───── DATASET EXTRACT

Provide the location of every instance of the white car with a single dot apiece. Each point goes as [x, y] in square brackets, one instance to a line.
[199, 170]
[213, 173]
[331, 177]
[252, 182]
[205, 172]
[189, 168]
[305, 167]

──────────

### WORK ORDER
Print out every record again, exactly and in full.

### EXPECTED ANSWER
Provide the location of every instance of the white car with a single dot apiece. Each point goes as [x, y] in square brackets, one instance to a line.
[199, 170]
[213, 173]
[331, 177]
[252, 182]
[205, 172]
[189, 168]
[305, 167]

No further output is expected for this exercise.